#### Description of the task
Could you print the data that follows exactly as given?

#### Material for this exercise
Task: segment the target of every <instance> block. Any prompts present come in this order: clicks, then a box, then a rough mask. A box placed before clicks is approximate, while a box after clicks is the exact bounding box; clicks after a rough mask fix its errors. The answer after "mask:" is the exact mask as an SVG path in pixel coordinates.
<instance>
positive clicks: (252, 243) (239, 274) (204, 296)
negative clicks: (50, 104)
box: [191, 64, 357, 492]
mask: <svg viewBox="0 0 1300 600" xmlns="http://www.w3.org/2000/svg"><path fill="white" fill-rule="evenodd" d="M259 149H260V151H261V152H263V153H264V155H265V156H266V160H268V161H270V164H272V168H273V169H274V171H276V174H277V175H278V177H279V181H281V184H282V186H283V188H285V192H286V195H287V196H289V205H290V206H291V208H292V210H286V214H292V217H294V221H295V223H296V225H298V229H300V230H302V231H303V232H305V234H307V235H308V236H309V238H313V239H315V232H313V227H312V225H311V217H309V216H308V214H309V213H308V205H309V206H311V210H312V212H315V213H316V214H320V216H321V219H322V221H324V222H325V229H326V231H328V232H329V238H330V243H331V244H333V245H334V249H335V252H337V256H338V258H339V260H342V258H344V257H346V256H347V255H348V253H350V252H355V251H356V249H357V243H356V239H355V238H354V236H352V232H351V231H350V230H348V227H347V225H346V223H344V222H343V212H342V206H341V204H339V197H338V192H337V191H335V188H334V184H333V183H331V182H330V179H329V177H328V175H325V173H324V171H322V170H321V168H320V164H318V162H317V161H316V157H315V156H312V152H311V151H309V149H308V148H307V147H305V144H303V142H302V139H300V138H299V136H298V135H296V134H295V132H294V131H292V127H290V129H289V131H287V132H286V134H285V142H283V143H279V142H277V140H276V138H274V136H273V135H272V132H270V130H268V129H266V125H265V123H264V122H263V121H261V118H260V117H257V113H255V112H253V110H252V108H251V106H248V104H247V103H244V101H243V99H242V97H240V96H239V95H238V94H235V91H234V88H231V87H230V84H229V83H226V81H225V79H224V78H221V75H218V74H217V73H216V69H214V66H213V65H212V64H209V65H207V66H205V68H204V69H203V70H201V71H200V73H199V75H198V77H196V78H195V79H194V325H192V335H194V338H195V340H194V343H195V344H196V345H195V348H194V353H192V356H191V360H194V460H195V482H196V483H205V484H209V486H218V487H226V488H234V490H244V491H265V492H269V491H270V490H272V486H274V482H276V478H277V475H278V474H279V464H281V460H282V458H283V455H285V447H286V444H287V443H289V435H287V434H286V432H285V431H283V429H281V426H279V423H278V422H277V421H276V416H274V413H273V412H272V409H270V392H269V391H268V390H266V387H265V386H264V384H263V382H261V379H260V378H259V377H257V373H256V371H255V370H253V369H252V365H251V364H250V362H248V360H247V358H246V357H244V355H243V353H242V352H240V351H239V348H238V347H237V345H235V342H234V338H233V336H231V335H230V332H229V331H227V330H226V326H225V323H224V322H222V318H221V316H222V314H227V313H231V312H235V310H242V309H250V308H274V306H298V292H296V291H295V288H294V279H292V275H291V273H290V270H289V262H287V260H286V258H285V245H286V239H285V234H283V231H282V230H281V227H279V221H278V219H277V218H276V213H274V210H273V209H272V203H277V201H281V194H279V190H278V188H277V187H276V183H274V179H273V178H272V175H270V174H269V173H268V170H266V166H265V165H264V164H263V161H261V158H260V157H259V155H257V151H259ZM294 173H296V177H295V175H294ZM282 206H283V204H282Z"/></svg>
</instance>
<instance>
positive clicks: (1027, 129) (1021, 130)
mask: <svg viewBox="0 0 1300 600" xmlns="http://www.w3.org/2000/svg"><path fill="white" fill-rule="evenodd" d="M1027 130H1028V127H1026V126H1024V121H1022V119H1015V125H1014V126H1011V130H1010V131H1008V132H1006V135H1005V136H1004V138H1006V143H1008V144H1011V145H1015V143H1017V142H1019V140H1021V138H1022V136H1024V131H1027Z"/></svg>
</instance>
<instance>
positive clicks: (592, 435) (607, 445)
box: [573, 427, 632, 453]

#### Task answer
Task: segment the target of every <instance> block. Any prompts present come in this order: clicks, then a box, then a rough mask. A box placed before clicks is approximate, while a box after clicks is the exact bounding box; clicks after a rough mask fix its errors. The answer after "mask:" is the exact mask as an SVG path in pixel coordinates.
<instance>
positive clicks: (252, 243) (239, 274) (204, 296)
negative clicks: (50, 104)
box: [191, 64, 357, 492]
mask: <svg viewBox="0 0 1300 600" xmlns="http://www.w3.org/2000/svg"><path fill="white" fill-rule="evenodd" d="M259 149H260V151H261V152H263V153H264V155H265V156H266V160H268V161H270V164H272V168H273V169H274V171H276V174H277V175H278V177H279V181H281V184H282V186H283V188H285V192H286V195H287V196H289V205H290V206H291V208H292V210H286V214H292V217H294V221H295V223H296V225H298V229H300V230H302V231H303V232H305V234H307V235H308V236H309V238H313V239H315V232H313V227H312V225H311V217H309V216H308V214H309V213H308V205H309V206H311V210H312V212H315V213H316V214H320V216H321V219H322V221H324V222H325V229H326V231H328V232H329V238H330V243H331V244H333V245H334V249H335V252H337V256H338V258H339V260H342V258H344V257H346V256H347V255H348V253H350V252H355V251H356V249H357V243H356V239H355V238H354V236H352V232H351V231H350V230H348V227H347V225H346V223H344V222H343V212H342V206H341V204H339V197H338V192H337V191H335V188H334V184H333V183H331V182H330V179H329V177H328V175H325V173H324V171H322V170H321V168H320V164H318V162H317V161H316V157H315V156H312V152H311V151H309V149H308V148H307V147H305V144H303V142H302V139H300V138H299V136H298V135H296V134H295V132H294V131H292V127H290V129H289V131H287V132H286V134H285V142H283V143H279V142H277V140H276V138H274V136H273V135H272V132H270V130H268V129H266V125H265V123H264V122H263V121H261V118H260V117H257V113H255V112H253V110H252V108H251V106H248V104H247V103H244V101H243V99H242V97H240V96H239V95H238V94H235V91H234V88H231V87H230V84H229V83H226V81H225V79H224V78H221V75H218V74H217V73H216V69H214V66H213V65H212V64H209V65H207V66H205V68H204V69H203V70H201V71H200V73H199V75H198V77H196V78H195V79H194V325H192V335H194V338H195V340H194V343H195V344H196V345H195V348H194V353H192V356H191V360H194V460H195V482H196V483H205V484H209V486H218V487H226V488H234V490H244V491H265V492H269V491H270V490H272V486H274V482H276V478H277V475H278V474H279V464H281V460H282V458H283V455H285V447H286V444H287V443H289V435H287V434H286V432H285V431H283V429H281V426H279V423H278V422H277V421H276V416H274V413H273V412H272V409H270V392H269V391H268V390H266V387H265V386H264V384H263V382H261V379H260V378H259V377H257V373H256V371H255V370H253V369H252V365H251V364H250V362H248V360H247V358H246V357H244V355H243V353H242V352H240V351H239V348H238V347H237V345H235V342H234V338H233V336H231V335H230V332H229V331H227V330H226V326H225V323H224V322H222V318H221V316H222V314H227V313H231V312H235V310H242V309H250V308H274V306H298V292H296V291H295V288H294V279H292V275H291V273H290V270H289V262H287V260H286V258H285V245H286V239H285V234H283V231H282V230H281V227H279V221H278V219H277V218H276V213H274V210H273V209H272V203H277V201H281V194H279V190H278V188H277V187H276V183H274V179H273V178H272V175H270V174H269V173H268V170H266V166H265V165H264V164H263V161H261V158H260V157H259V155H257V151H259ZM294 173H296V177H295V175H294ZM282 206H283V204H282Z"/></svg>
</instance>
<instance>
positive clicks: (1027, 129) (1021, 130)
mask: <svg viewBox="0 0 1300 600" xmlns="http://www.w3.org/2000/svg"><path fill="white" fill-rule="evenodd" d="M1027 130H1028V127H1026V126H1024V121H1022V119H1015V125H1014V126H1011V130H1010V131H1008V132H1006V135H1005V136H1004V138H1006V143H1008V144H1011V145H1015V143H1017V142H1019V140H1021V138H1022V136H1024V131H1027Z"/></svg>
</instance>
<instance>
positive clicks: (592, 435) (607, 445)
box: [573, 427, 632, 453]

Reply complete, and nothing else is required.